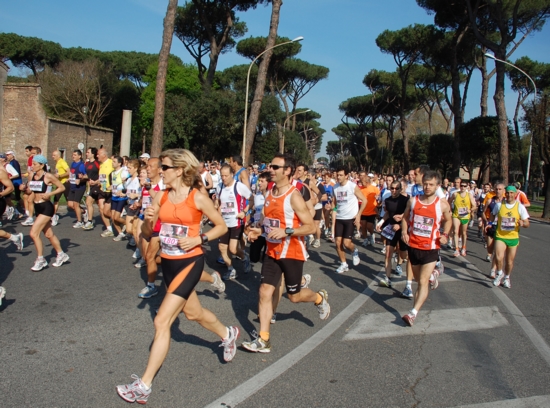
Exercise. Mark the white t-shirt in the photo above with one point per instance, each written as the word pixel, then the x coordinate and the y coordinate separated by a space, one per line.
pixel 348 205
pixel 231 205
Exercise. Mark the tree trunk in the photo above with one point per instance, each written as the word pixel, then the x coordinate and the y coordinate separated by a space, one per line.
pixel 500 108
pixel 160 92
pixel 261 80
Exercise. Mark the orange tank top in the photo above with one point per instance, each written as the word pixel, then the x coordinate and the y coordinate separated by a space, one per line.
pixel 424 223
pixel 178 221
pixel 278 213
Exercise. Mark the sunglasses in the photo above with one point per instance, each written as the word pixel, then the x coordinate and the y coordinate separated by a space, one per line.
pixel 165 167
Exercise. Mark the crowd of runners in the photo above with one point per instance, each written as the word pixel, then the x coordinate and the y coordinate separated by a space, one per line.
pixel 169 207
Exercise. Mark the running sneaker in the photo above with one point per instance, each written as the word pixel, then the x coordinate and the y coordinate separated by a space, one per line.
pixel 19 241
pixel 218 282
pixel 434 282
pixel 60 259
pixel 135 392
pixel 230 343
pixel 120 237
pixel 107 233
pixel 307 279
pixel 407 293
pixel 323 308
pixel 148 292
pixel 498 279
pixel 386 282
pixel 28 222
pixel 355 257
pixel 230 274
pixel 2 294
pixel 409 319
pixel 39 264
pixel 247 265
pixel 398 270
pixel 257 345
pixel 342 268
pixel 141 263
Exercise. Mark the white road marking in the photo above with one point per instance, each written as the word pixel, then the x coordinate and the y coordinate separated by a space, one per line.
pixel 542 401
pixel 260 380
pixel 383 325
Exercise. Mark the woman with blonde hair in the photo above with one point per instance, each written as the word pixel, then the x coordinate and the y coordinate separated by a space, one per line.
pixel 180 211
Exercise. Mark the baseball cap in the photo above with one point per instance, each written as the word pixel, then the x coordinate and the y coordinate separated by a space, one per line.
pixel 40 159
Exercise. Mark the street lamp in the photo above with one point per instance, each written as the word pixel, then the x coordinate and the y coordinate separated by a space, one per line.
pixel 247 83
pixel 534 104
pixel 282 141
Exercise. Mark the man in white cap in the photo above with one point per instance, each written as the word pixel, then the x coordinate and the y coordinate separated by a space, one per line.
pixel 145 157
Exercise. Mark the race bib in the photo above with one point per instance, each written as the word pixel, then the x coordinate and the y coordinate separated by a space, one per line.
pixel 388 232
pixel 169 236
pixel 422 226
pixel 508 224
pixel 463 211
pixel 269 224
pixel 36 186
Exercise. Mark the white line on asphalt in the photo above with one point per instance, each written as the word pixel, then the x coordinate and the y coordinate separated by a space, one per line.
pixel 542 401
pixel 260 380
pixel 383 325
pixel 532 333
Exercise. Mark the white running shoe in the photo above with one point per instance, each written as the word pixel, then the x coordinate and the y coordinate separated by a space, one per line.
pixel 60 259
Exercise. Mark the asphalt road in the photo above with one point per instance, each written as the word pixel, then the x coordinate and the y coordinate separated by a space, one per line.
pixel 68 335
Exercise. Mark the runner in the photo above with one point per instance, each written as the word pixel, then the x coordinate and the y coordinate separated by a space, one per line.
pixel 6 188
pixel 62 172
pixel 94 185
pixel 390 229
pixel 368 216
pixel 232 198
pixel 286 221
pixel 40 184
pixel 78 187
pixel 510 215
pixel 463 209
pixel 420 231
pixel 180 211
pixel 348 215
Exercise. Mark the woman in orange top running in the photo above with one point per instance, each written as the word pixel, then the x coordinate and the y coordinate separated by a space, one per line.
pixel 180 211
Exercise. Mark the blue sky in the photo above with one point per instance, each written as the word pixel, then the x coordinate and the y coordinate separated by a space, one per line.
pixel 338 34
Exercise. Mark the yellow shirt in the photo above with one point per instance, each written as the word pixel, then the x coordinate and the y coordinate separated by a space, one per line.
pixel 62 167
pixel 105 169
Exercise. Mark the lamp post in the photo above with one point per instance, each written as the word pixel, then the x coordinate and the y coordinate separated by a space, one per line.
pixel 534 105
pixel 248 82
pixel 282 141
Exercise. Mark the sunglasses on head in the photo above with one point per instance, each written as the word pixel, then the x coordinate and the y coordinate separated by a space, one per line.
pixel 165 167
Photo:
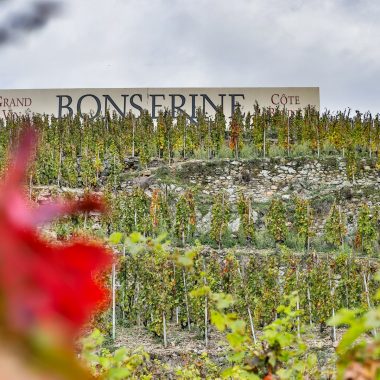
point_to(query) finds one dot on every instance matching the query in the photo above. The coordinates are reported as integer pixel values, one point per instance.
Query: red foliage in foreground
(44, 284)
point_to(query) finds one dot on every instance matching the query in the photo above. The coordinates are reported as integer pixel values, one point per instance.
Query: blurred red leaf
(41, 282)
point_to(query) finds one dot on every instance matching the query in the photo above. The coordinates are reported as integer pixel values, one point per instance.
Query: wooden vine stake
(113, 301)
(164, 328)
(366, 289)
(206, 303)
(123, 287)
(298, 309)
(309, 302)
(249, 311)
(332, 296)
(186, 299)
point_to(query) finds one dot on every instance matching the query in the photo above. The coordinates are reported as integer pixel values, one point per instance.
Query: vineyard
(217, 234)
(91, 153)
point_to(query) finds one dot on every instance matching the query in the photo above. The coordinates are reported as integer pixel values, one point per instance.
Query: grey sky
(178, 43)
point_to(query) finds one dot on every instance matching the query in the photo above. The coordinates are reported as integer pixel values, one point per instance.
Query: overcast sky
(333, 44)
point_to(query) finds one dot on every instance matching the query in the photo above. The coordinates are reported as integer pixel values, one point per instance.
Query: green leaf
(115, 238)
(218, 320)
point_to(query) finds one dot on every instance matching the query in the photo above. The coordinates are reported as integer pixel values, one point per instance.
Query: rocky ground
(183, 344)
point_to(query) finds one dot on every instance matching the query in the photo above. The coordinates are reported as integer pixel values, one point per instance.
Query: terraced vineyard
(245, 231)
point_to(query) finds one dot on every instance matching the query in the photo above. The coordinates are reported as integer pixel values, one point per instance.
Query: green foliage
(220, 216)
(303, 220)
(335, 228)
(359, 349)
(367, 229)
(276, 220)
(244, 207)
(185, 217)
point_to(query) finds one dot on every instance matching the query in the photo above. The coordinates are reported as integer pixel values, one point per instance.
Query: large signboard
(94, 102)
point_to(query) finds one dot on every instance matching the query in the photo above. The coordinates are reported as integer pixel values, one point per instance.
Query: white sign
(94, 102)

About this task
Except for the pictures, please retype the listing above exactly.

Result below
Exercise. Mark the white t-shirt in the photo above with one point per instance, each written as the word pixel, then the x coordinate and the y coordinate separated by a space, one per line.
pixel 348 205
pixel 231 205
Exercise. Mark the tree trunk in the photo above with one point per instance, each written as the word pixel, then the x coordinate and the y coordinate separated by a space, one per line.
pixel 500 108
pixel 160 92
pixel 261 80
Exercise. Mark the orange tank top in the photo above with one point per instance, each written as the word pixel, then the x coordinate and the y coordinate separated by a space, one per line.
pixel 424 223
pixel 178 221
pixel 278 213
Exercise. Mark the sunglasses in the photo above with one point per instance, each written as the word pixel, then the x coordinate and the y coordinate separated by a space, one per line.
pixel 165 167
Exercise. Mark the crowd of runners in the photo above with one point per instance, each written as the word pixel, then the x coordinate and the y coordinate separated by a space, one per line.
pixel 169 207
Exercise. Mark the running sneaker in the photo above with one point per instance, each written as the word pixel, then the x coordinate and the y coordinate separated by a space, one per line.
pixel 19 241
pixel 218 282
pixel 434 282
pixel 60 259
pixel 135 392
pixel 230 343
pixel 120 237
pixel 107 233
pixel 307 279
pixel 407 293
pixel 323 308
pixel 148 292
pixel 498 279
pixel 386 282
pixel 28 222
pixel 355 257
pixel 230 274
pixel 2 294
pixel 409 319
pixel 39 264
pixel 247 265
pixel 398 270
pixel 257 345
pixel 342 268
pixel 141 263
Exercise. Mark the white road marking in the photo above with one point per instance, each written as the word pixel, then the x coordinate and the y coordinate separated by a space, one per line.
pixel 542 401
pixel 260 380
pixel 383 325
Exercise. Mark the woman with blonde hair in the photo above with one point per instance, each written as the word pixel, then the x coordinate and the y coordinate separated by a space, one per line.
pixel 180 211
Exercise. Mark the baseball cap in the photo above with one point per instance, each written as the word pixel, then the x coordinate and the y coordinate separated by a space, one per line.
pixel 40 159
Exercise. Mark the street lamp in the photo above with one point per instance, each written as the word pixel, then the x coordinate and the y coordinate separated by a space, one per line.
pixel 247 83
pixel 534 104
pixel 282 141
Exercise. Mark the man in white cap in the photo above with one point per instance, each written as the word pixel, then the x coordinate and the y coordinate separated by a space, one per line.
pixel 145 157
Exercise. Mark the race bib in the photo above with one point per instance, each written as the word pixel, then the x coordinate and the y coordinate separated by a space, one per line.
pixel 388 232
pixel 169 236
pixel 422 226
pixel 508 224
pixel 463 211
pixel 269 224
pixel 36 186
Exercise. Mark the white line on asphalt in the photo above with one point per instance, each written as the word pixel, then the x coordinate and the y coordinate separated by a space, one per line.
pixel 542 401
pixel 260 380
pixel 383 325
pixel 532 333
Exercise. Mark the white running shoe in the photo above with one point per instance, each written as the word pixel, then the x coordinate and the y coordinate separated by a space, one per line.
pixel 60 259
Exercise. Mark the asphalt road in the photo above with one point per instance, each written as the word pixel, then the x coordinate and the y coordinate separated by a space, one per line.
pixel 68 335
Exercise. Mark the runner in the photo above with one point per instance, each written as the word pixel, then the x coordinate and the y coordinate separated by a space, one per line.
pixel 6 188
pixel 62 172
pixel 94 185
pixel 390 229
pixel 368 216
pixel 232 198
pixel 286 221
pixel 40 184
pixel 78 187
pixel 510 215
pixel 463 209
pixel 420 231
pixel 180 211
pixel 348 215
Exercise. Mark the woman in orange top running in the photo above with one point per instance, each written as the word pixel, then the x coordinate and the y coordinate separated by a space, one per line.
pixel 180 211
Exercise. Mark the blue sky in the photo above with one point per instance, each written as the word pixel, then the x coordinate and the y coordinate separated by a space, one per line.
pixel 338 34
Exercise. Mark the yellow shirt in the photo above with one point per instance, each written as the word pixel, then the x coordinate and the y coordinate separated by a space, one per line.
pixel 62 167
pixel 105 169
Exercise. Mark the lamp post in the photo above with one point per instance, each written as the word pixel, then the x coordinate and the y coordinate separated by a space, one per line.
pixel 534 105
pixel 248 82
pixel 282 141
Exercise. Mark the sunglasses on head in the photo above with one point per instance, each written as the word pixel, then the x coordinate and the y coordinate separated by a space, one per line.
pixel 165 167
Photo:
point_to(query) finds one dot on every instance matching the query in the photo above. The coordinates are reported as integer pixel values, one point per instance.
Query: red foliage in foreground
(44, 284)
point_to(query) finds one dot on every instance matching the query in the photo above. The coordinates are reported as integer pixel values, one point per instance.
Query: blurred red leaf
(41, 282)
point_to(query) finds one dot on every instance matching the query in the photo above. The coordinates are reported as integer pixel values, one point per instance.
Query: wooden vine stake
(113, 301)
(164, 328)
(366, 289)
(206, 303)
(123, 287)
(298, 309)
(309, 302)
(249, 311)
(332, 296)
(186, 299)
point_to(query) finds one dot on every instance matching the query in the photo above. The coordinates are reported as integer pixel values, one point per instance.
Query: vineyard
(217, 234)
(91, 153)
point_to(query) finds one dot on every instance matching the query in the photo above. The coordinates are reported as integer pixel values, one point per instance.
Query: grey sky
(178, 43)
point_to(query) finds one dot on every instance matching the query in the photo above. The coordinates are reported as integer pixel values, one point per instance.
Query: overcast sky
(333, 44)
point_to(query) finds one dot on every instance matching the query in the photo above. The coordinates are reported as integer pixel values, one point per instance.
Query: green leaf
(115, 238)
(218, 320)
point_to(query) finds one dot on every instance matching the query in the photo above. The coordinates are reported as integer pixel values, one point per instance.
Query: rocky ground
(183, 344)
point_to(query) finds one dot on every instance matching the query in the photo above. The coordinates are reported as integer pixel values, one point per instance.
Query: terraced vineyard
(245, 231)
point_to(query) finds one dot on every instance matching the query in the photo above. The coordinates are reported as integer pixel values, one point per instance.
Query: green foliage
(220, 216)
(303, 220)
(335, 228)
(359, 349)
(367, 229)
(276, 220)
(244, 207)
(185, 217)
point_to(query) finds one dot on every instance matching the query in the photo above. The coordinates are reported as integer pixel values, one point per instance.
Query: large signboard
(94, 102)
point_to(query) finds one dot on every instance matching the query in the photo above. The coordinates are reported as integer pixel values, one point per instance.
Query: white sign
(94, 102)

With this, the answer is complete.